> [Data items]
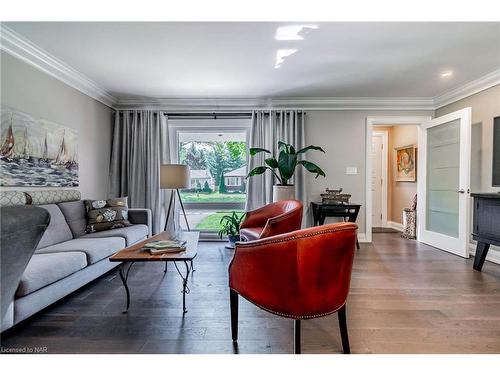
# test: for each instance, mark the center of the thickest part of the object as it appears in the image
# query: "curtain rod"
(216, 115)
(210, 115)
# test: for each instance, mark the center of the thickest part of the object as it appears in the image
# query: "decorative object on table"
(334, 196)
(231, 228)
(283, 168)
(406, 163)
(35, 152)
(165, 246)
(106, 214)
(347, 211)
(175, 177)
(410, 221)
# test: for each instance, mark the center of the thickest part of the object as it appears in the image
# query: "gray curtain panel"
(269, 127)
(140, 145)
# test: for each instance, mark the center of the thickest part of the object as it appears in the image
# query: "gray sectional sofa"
(67, 258)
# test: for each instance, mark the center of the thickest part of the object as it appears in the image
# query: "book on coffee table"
(161, 247)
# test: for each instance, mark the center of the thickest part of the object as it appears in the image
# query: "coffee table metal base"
(125, 270)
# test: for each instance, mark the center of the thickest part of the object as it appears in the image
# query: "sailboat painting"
(36, 152)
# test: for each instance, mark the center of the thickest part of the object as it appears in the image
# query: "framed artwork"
(35, 152)
(406, 163)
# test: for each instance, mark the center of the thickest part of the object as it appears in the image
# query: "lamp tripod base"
(171, 207)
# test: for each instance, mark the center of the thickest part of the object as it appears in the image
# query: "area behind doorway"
(391, 192)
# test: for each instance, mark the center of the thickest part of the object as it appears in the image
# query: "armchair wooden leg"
(297, 336)
(233, 301)
(343, 330)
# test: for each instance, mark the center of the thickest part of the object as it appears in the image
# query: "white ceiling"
(236, 60)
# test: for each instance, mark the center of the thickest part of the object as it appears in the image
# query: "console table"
(486, 225)
(346, 211)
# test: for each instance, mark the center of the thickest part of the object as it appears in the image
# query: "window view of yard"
(218, 170)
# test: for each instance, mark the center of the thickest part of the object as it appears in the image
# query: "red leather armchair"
(299, 275)
(272, 219)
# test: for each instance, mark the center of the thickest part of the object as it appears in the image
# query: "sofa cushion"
(96, 249)
(132, 234)
(45, 269)
(75, 215)
(12, 198)
(58, 230)
(104, 215)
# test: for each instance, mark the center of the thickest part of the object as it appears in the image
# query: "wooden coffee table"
(137, 253)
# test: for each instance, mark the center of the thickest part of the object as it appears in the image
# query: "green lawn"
(212, 197)
(212, 222)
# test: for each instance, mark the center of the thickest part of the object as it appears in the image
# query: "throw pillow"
(106, 214)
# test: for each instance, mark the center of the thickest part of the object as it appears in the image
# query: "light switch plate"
(351, 170)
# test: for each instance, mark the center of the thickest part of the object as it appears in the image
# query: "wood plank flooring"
(405, 298)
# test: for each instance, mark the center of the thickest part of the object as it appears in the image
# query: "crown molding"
(20, 47)
(470, 88)
(306, 103)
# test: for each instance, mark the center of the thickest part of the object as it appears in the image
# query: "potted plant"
(231, 228)
(284, 167)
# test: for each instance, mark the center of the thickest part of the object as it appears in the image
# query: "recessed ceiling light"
(293, 32)
(281, 55)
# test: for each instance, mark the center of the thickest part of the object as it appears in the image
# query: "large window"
(216, 152)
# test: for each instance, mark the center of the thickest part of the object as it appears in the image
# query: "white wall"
(343, 136)
(30, 90)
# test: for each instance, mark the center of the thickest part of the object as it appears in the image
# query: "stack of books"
(163, 247)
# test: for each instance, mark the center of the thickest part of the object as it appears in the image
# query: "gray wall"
(343, 136)
(29, 90)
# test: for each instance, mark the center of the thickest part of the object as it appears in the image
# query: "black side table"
(346, 211)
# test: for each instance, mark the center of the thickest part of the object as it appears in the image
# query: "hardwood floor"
(405, 298)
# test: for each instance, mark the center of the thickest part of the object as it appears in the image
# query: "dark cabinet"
(486, 225)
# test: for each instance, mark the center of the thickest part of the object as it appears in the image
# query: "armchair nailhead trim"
(252, 244)
(298, 316)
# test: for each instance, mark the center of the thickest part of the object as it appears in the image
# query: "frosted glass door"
(443, 197)
(443, 160)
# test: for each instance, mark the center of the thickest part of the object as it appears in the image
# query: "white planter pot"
(282, 193)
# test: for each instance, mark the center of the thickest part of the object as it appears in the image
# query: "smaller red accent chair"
(299, 275)
(272, 219)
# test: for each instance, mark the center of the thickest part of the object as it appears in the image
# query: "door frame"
(371, 121)
(464, 181)
(385, 169)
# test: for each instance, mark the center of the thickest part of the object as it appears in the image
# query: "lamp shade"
(174, 176)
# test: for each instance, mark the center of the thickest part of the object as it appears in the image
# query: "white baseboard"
(394, 225)
(493, 254)
(362, 238)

> [What you should do] Line by line, print the records above exactly, skipping each picture.

> [Written answer]
# test: for each instance, mark the center of the thickest part of the object as it appears in the image
# query: "curtain rod"
(216, 115)
(210, 115)
# test: for each instance, mark the center of the thickest part of the object as it appears in the image
# query: "decorative object on table"
(334, 196)
(231, 228)
(283, 168)
(406, 163)
(35, 152)
(165, 246)
(106, 214)
(347, 211)
(175, 177)
(410, 221)
# test: for each instance, mark the center of the thickest part of the object as it appears in the image
# query: "gray curtain panel"
(269, 127)
(140, 145)
# test: for each instance, mark the center of the thickest part of the object as it appears in the image
# query: "gray sectional sofa"
(67, 258)
# test: for each instance, mark the center of the thickest part of the object as it appears in the image
# query: "book on coffee table"
(161, 247)
# test: for each instance, mark the center of the thickest part of the object as it appears in the image
# query: "coffee table metal base"
(125, 270)
# test: for each instance, mark the center of the thickest part of the object as it appears in the image
# query: "sailboat painting"
(36, 152)
# test: for each instance, mark the center of the thickest part of the object as it appears in the image
# query: "framed artwork"
(35, 152)
(406, 163)
# test: for each instance, mark the center of the thickest part of the object as it appears in the image
# query: "lamp tripod base"
(171, 207)
# test: for each instance, mark the center of the thickest part of the object as it appears in the image
# query: "area behind doorway"
(391, 192)
# test: for each instance, mark the center of the thickest part of the object as it appears in the image
# query: "armchair wooden leg"
(297, 336)
(233, 301)
(343, 330)
# test: for each instance, mark the center of the thickest part of the object as it appears in the image
# query: "white ceiling"
(236, 60)
# test: for each instance, mark the center of the thickest part of the object as it appears in the image
# query: "console table"
(486, 225)
(346, 211)
# test: for each instance, mark the center of the thickest part of the object as it appears in the image
# query: "window view of yard"
(218, 170)
# test: for each instance, mark the center of the thickest part of the object as it appears in the image
# query: "red leather armchair"
(299, 275)
(272, 219)
# test: for each instance, mark the center of the thickest part of the object as it appears in the image
# query: "sofa cushion"
(96, 249)
(132, 234)
(45, 269)
(75, 215)
(12, 198)
(58, 230)
(104, 215)
# test: for each instance, mark the center of the thickest part of the object as it appears in the image
# query: "wooden coffee table"
(137, 253)
# test: for each instance, mark the center of the thickest part of the object as it appears in the image
# query: "green lawn"
(212, 197)
(212, 222)
# test: for each instance, mark the center of the thickest part of the object as it appears in the image
# query: "throw pillow"
(106, 214)
# test: for each instance, mark the center of the thickest part of the object as it appears in the image
# query: "light switch plate"
(351, 170)
# test: for each instance, mark the center of the thickest part of the object as it appears in the image
# query: "wood plank flooring"
(405, 298)
# test: for each instance, mark the center of the thickest part of the object as it appears in the image
# query: "crown molding"
(20, 47)
(470, 88)
(306, 103)
# test: for each instance, mark the center of the thickest part of the object as it appears in the image
# query: "potted plant"
(231, 228)
(284, 167)
# test: for each instance, mark the center of the thickest part of the object as it appears in the image
# query: "recessed ceiling light"
(293, 32)
(281, 55)
# test: for each instance, mark the center of the thickest part of the object as it appears in the image
# query: "large window"
(216, 152)
# test: for each instance, mark the center of the thickest part of the object as it appears in the image
# query: "white wall"
(343, 136)
(30, 90)
# test: for each instance, mark the center of the thickest part of the object as it appears in the image
# query: "stack of books"
(163, 247)
# test: for each instance, mark the center of the thickest part of the object as it appears in the image
# query: "gray wall"
(343, 136)
(29, 90)
# test: for each instance, mark the center of the thickest part of the object as it appears in the image
# query: "black side table"
(346, 211)
# test: for each instance, mark the center of the thickest part of the object as it appears in the image
# query: "hardwood floor"
(405, 298)
# test: for each instance, mark the center of the thickest part of the object as it appears in the image
# query: "dark cabinet"
(486, 225)
# test: for each instance, mark the center of the thickest part of the object as it appears in the image
# query: "armchair nailhead trim"
(252, 244)
(298, 316)
# test: for each instance, mark the center of the thickest part of the object as it appears in the image
# query: "frosted glass door"
(443, 197)
(443, 160)
# test: for each instance, mark the center of the thickest part of the object as it appears in the image
# query: "white planter pot"
(282, 193)
# test: for each instance, mark the center of the thickest part of the object as it appears in the image
# query: "smaller red accent chair"
(299, 275)
(272, 219)
# test: for each instance, mark the center of the thickest part of the object as it appears in the image
# query: "door frame"
(371, 121)
(464, 181)
(385, 169)
# test: for each instance, mark the center of the thickest part of the object as it appears in the image
# query: "lamp shade"
(174, 176)
# test: for each instance, mark the center of the thickest part of the object as it appears in the image
# query: "white baseboard"
(394, 225)
(493, 254)
(362, 238)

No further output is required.